Copy word for word the stretch of the TCAM configuration steps below from "Configures the size of TCAM region for router" through "egress router ACLs.".

Page excerpt:
((

Enables privileged EXEC mode.

Enter your password if prompted.

Step 2

configure terminal

Example:

Device# configure terminal

Enters global configuration mode.

Step 3

hardware profile tcam region vacl 0

Example:

Device(config)# hardware profile tcam region vacl 0

Configures the size of TCAM region for VLAN Access Control Lists (ACLs).

Step 4

hardware profile tcam region e-vacl 0

Example:

Device(config)# hardware profile tcam region e-vacl 0

Configures the size of TCAM region for egress VLAN ACLs.

Step 5

hardware profile tcam region racl 0

Example:

Device(config)# hardware profile tcam region racl 0

Configures the size of TCAM region for router ACLs.

Step 6

hardware profile tcam region e-racl 0

Example:

Device(config)# hardware profile tcam region e-racl 0

Configures the size of TCAM region for egress router ACLs.

Step 7

hardware profile tcam region qos 256

Example:

Device(config)# hardware profile tcam region qos 256

Configures the size of TCAM region for QoS.

Step 8

Enter one of the following commands:

hardware access-list tcam region openflow 1408
hardware access-list tcam region openflow 1408 double-wide

Example:

Device(config)# hardware access-list tcam region openflow 1408

Example:

Device(config)# hardware access-list tcam region openflow 1408 double-wide

Configures the size of TCAM region for interface ACLs.

To accommodate the additional match criteria of source and destination MAC addresses, the Cisco Nexus 3000 switch supports a new TCAM region, ifacl double-wide, which is a double-wide interface ACL.

The ifacl and ifacl double-wide sizes for Cisco Nexus 3172 are 3072 and 1536, respectively.

Note

To activate the TCAM regions, a reload is needed for the Cisco Nexus 9000 Series.

Step 9

exit

Example:

Device(config)# exit

Exits global configuration mode and enters privileged EXEC mode.

Step 10

copy running-config startup-config

Example:

Device# copy running-config startup-config

Saves the change persistently through reboots and restarts by copying the running configuration to the startup configuration.

))

Entries provided:
((

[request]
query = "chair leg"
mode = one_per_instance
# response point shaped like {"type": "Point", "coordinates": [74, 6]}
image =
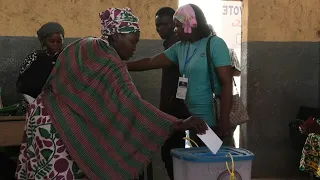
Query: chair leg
{"type": "Point", "coordinates": [150, 171]}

))

Answer to this problem:
Configures the size of TCAM region for router ACLs.

Step 6

hardware profile tcam region e-racl 0

Example:

Device(config)# hardware profile tcam region e-racl 0

Configures the size of TCAM region for egress router ACLs.